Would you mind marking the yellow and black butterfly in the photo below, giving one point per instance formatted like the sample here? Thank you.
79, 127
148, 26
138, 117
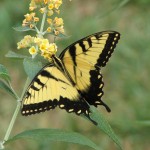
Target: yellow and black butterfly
73, 81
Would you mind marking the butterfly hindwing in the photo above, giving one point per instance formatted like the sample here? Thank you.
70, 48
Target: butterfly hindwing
50, 88
83, 61
74, 80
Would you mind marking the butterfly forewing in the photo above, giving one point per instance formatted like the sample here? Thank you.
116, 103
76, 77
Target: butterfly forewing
75, 80
50, 88
83, 61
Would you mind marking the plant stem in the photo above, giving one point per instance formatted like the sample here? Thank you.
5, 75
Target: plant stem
12, 121
11, 124
42, 24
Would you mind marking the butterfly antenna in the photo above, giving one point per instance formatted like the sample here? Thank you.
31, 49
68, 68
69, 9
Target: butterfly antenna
88, 117
107, 108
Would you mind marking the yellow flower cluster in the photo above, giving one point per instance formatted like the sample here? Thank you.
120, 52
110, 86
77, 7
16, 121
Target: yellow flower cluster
48, 23
38, 45
49, 7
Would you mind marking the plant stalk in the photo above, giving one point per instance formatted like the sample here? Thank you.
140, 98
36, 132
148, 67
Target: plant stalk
11, 124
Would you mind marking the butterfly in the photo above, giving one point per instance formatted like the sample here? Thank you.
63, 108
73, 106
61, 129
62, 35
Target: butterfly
72, 81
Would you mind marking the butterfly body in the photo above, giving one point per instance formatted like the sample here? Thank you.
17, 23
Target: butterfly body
73, 81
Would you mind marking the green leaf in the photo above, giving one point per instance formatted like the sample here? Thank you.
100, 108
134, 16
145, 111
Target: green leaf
103, 125
32, 67
143, 123
12, 54
22, 29
55, 135
6, 88
4, 74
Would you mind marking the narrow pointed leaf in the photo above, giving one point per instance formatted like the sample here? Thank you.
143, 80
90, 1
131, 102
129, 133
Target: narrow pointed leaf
4, 74
104, 126
12, 54
55, 135
31, 67
22, 29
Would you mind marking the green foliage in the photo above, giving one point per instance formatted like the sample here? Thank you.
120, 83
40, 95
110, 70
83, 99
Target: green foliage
5, 81
32, 67
55, 135
126, 75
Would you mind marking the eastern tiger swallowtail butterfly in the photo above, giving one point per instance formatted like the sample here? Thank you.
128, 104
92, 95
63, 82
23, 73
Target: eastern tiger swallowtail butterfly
73, 81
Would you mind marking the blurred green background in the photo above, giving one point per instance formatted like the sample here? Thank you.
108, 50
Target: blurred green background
127, 75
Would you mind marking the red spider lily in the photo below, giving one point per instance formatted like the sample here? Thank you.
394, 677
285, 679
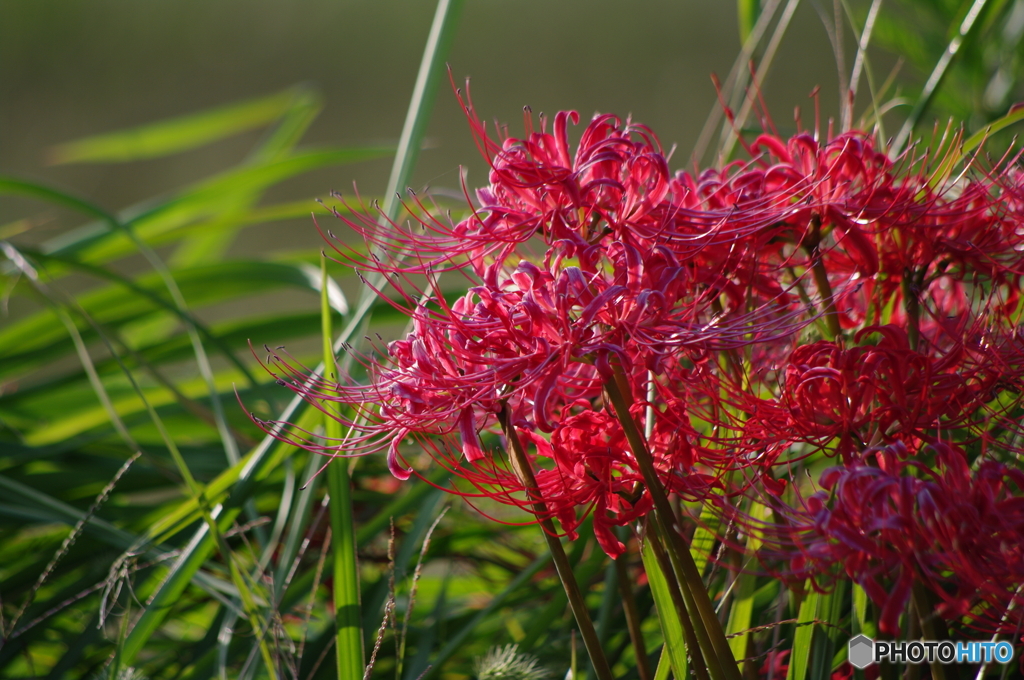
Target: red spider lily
888, 520
705, 290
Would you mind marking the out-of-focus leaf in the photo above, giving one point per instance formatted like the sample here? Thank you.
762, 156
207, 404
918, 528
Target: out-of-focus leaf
179, 134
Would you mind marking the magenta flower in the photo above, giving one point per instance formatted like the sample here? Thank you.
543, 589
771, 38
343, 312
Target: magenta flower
816, 299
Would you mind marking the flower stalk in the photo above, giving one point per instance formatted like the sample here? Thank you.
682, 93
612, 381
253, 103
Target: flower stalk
520, 463
710, 634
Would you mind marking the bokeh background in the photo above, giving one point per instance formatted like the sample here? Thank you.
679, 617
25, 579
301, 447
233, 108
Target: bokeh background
70, 71
75, 70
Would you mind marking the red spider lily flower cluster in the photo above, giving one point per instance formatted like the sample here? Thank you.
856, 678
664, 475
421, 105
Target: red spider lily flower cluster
889, 519
816, 299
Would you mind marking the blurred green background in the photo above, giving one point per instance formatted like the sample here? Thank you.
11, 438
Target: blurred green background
88, 313
74, 70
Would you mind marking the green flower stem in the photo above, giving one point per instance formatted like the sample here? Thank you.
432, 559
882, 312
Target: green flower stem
522, 468
721, 663
675, 592
633, 619
347, 617
933, 628
909, 286
811, 245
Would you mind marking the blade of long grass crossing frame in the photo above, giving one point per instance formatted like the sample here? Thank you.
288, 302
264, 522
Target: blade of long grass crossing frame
938, 75
348, 633
177, 134
748, 12
672, 629
729, 135
438, 44
456, 642
800, 657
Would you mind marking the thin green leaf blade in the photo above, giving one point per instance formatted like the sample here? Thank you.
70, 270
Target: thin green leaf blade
179, 134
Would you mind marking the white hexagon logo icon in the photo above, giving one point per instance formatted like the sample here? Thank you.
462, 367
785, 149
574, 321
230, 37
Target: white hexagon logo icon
861, 651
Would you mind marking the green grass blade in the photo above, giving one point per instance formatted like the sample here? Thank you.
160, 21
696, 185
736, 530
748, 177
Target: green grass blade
938, 74
672, 628
943, 172
705, 537
179, 134
348, 622
800, 657
748, 12
456, 641
424, 92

▶ _Task goal_: Among the entries, copy every line containing the word "below".

▶ _Response for this exercise_:
Would you mind marking the yellow and black butterfly in the photo below, giving one point per instance formatted like the sample here? Thank you.
Would you mind marking the red spider lily in the photo below, giving one point per instance formatted like the sample here? Thank you.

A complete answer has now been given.